(Article)
------------------------------------------------------------

Mon tableau est-il juste? Exagéré? Déplacé? J’ajouterais que nous sommes réunis par une bonne volonté commune et que la conscience, chacun de son côté, de l’existence de la “crise finale”, nous rassemble décisivement malgré nos différences. C’est cela, le lien qui doit nous rassembler, comme cela se fait parfois dans votre colonie de bactéries (l’image m’a bien plu), prenant soudain conscience collective d’un danger commun à tous. Les situations eschatologies vous créent des solidarités qu’on n’imaginerait pas, et vous enseignent brusquement et superbement, plus qu’un milliard de Kouchner ne sauraient faire, non pas la vertu de la tolérance, mais sa nécessité.
Voilà, c’était une introduction à nos dialogues, modeste malgré l’apparence, ordonnée malgré les chemins de traverse.
En quelques pages, j’ai été fasciné par votre livre. Je ne fais ici ni le critique, ni le littéraire, ni l’intellectuel. Je parle d’intuition, rien d’autre, – c’est-à-dire, rien de moins. Imaginez un peu… Depuis deux ans, trois ans, que sais-je, je travaille sur tel ou tel texte, tel ou tel projet, qui se concrétisent bientôt en ce projet de livre, La grâce de l’Histoire, que j’entame, qui se développe, qui m’inspire de lui-même, par l’écriture même, l’idée de cette thèse selon laquelle nous vivons depuis deux siècles, d’une façon si rompue que j’avance l’hypothèse annexe qu’il s’agirait d’une “deuxième civilisation occidentale”, sous l’empire d’un système d’une force inouïe de la matière elle-même, qui semblerait exister comme un être propre, non seulement moteur mais inspirateur et maître de notre histoire, et de nous-mêmes par conséquent. Soudain, dans votre livre, l’hypothèse des systèmes anthropotechniques. Imaginez ma stupéfaction fascinée. Je ne suis pas en train de dire qu’il y a deux génies qui se rencontrent, ou bien l’un de cette sorte et l’autre d’une autre, rien de tout cela et peu m’importent les personnes en l’occurrence, – y compris vous et moi. Je suis en train de dire qu’il y un signe d’une puissance inouïe dans cette rencontre, et un signe qui nous dépasse évidemment. Cela pour mesurer notre importance propre, dans tous les cas pour ce qui me concerne.

------------------------------------------------------------

Lignes brutes:
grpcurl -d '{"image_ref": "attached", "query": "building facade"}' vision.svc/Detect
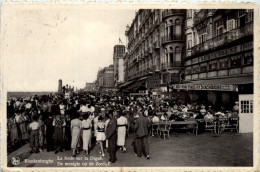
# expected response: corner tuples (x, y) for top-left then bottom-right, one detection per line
(97, 65), (115, 92)
(121, 9), (186, 92)
(179, 9), (253, 108)
(58, 79), (62, 93)
(85, 82), (96, 91)
(113, 45), (125, 87)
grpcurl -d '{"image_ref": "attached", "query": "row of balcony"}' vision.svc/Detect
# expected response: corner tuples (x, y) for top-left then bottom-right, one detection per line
(191, 22), (253, 55)
(128, 19), (160, 52)
(161, 61), (182, 69)
(161, 34), (185, 44)
(194, 9), (216, 24)
(127, 65), (160, 79)
(162, 9), (186, 18)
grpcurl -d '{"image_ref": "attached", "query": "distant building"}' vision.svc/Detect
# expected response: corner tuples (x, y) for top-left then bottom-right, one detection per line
(58, 79), (62, 93)
(119, 9), (186, 92)
(97, 65), (115, 92)
(181, 9), (253, 108)
(113, 45), (125, 86)
(85, 82), (96, 91)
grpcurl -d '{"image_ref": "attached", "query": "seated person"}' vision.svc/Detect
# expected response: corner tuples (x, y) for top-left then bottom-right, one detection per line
(161, 114), (167, 121)
(175, 113), (184, 121)
(195, 113), (204, 119)
(169, 113), (178, 121)
(152, 115), (160, 123)
(204, 112), (214, 121)
(182, 105), (188, 112)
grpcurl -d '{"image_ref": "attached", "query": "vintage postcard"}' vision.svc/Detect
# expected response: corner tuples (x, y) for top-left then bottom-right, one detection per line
(1, 2), (259, 172)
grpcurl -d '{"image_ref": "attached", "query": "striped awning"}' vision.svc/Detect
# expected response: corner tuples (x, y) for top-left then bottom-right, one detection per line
(172, 75), (253, 91)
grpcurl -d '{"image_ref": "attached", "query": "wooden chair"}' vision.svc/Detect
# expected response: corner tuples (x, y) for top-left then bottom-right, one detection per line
(158, 123), (171, 140)
(205, 119), (217, 134)
(223, 117), (239, 133)
(218, 117), (228, 134)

------------------------------------------------------------

(Consigne)
Pouvez-vous poursuivre l'article sur la « crise finale » et les systèmes anthropotechniques à partir de sa dernière phrase ?

(Réponse)
Par conséquent, n’attendez de moi ni jugement de critique, ni appréciation de détail, etc., de votre ouvrage. Je suis trop obnubilé par le signe. Tout juste vous dirais-je que vos explications scientifiques m’ont parfois dépassées et que votre chapitre sur le cas concret de système anthropotechnique, – Moby Dick, alias le Pentagone, pour le nommer deux fois, – m’a ravi, fasciné, absolument conquis, tant il rencontre mes conceptions intuitives.
Ce dernier point fait ma transition. Vous posez la question “Le Pentagone a-t-il une conscience?”… (Peu m’importe la réponse que vous apportez, qui est plus que réservée; du moment que la question est posée, voilà l’essentiel.) Moi, à partir de mon bouquin et de la thèse dont il accouche, et de l’affrontement que je distingue comme le caractère de notre aujourd’hui, avec ce système déchaîné et, soudain, notre perception diffuse que des forces de résistance s’ébauchent, et qu’elle se réfèrent à l’Histoire comme dynamique structurante qui nous inspirent à son tour, – moi, je me pose la même question : “l’Histoire a-t-elle une conscience?” (Ce qui est une question bien plus vaste que la question déterministe sur “le sens de l’Histoire” qui peut se satisfaire d’une réponse quasiment mécaniste, même si elle se voudrait d’essence spirituelle. “L’Histoire a-t-elle une conscience?”, c’est une toute autre affaire, cela implique presque un libre-arbitre d’une entité nommée Histoire.)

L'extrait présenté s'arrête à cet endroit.